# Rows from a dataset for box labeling
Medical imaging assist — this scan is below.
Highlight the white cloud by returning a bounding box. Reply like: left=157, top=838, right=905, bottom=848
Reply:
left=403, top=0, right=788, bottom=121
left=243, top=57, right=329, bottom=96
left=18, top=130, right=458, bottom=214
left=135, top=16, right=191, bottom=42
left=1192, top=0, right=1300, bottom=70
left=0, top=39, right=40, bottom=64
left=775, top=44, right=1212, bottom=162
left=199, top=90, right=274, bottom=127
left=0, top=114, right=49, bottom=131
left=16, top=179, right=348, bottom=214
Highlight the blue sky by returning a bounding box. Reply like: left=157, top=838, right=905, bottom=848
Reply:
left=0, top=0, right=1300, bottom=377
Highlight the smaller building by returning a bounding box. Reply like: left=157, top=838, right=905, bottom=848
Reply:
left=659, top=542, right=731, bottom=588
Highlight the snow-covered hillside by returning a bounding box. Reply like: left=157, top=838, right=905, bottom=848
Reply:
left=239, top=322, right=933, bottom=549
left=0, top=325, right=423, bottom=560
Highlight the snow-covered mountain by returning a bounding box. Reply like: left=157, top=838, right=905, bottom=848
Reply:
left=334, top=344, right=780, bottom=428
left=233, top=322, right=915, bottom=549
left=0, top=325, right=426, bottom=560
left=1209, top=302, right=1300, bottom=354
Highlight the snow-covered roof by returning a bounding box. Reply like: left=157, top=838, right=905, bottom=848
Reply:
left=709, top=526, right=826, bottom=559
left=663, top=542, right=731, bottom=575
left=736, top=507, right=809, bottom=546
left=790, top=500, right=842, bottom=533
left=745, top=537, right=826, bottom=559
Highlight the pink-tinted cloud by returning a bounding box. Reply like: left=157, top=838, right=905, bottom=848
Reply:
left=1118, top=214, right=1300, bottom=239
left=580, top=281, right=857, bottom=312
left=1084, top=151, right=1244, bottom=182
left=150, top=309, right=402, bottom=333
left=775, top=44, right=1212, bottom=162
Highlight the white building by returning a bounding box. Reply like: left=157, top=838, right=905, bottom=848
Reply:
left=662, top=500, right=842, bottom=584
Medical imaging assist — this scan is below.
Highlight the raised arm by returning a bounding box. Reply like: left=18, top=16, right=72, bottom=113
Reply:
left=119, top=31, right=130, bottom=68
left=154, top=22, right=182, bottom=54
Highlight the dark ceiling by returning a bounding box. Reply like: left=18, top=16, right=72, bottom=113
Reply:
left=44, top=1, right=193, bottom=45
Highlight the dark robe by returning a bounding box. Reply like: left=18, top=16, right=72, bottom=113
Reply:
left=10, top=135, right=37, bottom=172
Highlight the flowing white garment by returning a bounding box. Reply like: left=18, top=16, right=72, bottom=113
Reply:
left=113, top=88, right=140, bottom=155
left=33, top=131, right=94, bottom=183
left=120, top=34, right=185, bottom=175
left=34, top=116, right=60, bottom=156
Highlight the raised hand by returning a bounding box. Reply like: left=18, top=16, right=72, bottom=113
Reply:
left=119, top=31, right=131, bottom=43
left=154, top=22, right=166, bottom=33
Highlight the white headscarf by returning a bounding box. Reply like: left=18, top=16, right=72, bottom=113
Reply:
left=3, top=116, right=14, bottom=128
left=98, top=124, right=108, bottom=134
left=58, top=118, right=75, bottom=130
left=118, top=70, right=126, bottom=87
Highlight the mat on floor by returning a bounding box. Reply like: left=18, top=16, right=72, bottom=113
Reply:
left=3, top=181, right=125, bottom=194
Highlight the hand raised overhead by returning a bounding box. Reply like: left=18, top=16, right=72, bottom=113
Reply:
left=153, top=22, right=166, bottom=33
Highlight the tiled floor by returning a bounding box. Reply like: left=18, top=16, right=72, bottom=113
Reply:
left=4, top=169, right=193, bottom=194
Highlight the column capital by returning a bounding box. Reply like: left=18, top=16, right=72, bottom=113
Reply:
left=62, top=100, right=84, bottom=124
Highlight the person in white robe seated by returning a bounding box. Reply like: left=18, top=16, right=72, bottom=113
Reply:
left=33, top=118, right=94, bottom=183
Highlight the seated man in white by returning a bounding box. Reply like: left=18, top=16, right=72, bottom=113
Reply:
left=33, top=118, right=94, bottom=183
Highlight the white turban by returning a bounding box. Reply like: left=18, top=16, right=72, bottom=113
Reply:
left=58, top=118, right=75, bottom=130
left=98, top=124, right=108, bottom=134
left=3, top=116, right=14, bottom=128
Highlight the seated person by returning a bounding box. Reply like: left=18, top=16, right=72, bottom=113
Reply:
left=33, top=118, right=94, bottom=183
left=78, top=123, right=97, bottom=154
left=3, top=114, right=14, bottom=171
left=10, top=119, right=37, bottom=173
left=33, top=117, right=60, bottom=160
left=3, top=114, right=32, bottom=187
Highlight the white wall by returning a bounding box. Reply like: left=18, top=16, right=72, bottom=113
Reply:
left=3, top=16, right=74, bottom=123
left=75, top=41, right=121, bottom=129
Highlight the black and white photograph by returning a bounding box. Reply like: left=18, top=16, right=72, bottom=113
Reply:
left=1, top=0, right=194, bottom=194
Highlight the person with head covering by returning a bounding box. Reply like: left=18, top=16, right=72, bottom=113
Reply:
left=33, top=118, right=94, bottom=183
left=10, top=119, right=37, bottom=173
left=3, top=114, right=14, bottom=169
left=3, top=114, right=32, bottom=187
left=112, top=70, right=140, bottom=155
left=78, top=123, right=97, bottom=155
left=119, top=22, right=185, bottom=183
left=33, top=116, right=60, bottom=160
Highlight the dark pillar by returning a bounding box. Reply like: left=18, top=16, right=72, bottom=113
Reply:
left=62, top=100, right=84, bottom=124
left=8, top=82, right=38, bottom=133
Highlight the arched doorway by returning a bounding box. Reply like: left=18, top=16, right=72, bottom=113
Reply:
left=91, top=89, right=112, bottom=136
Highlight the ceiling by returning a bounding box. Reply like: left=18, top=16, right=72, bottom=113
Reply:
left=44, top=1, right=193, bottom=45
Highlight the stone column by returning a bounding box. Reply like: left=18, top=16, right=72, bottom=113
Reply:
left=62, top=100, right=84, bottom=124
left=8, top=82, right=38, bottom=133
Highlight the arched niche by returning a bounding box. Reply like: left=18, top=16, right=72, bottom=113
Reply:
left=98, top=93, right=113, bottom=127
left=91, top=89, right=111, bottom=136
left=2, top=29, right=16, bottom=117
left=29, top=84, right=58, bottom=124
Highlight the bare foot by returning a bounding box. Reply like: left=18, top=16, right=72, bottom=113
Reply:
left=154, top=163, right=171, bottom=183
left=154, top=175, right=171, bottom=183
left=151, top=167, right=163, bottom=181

# TASK TO COMPLETE
Which lines above contain the string "seated"? Select each of them and copy it out in full, treating uppercase and lowercase as different.

# RESULT
Highlight the person in white robe seated by returning a bounding box. Reply like: left=18, top=16, right=72, bottom=113
Highlight the seated man in white by returning a bounding box. Reply like: left=18, top=16, right=72, bottom=113
Highlight the seated person by returning a bounding box. Reply like: left=18, top=16, right=72, bottom=113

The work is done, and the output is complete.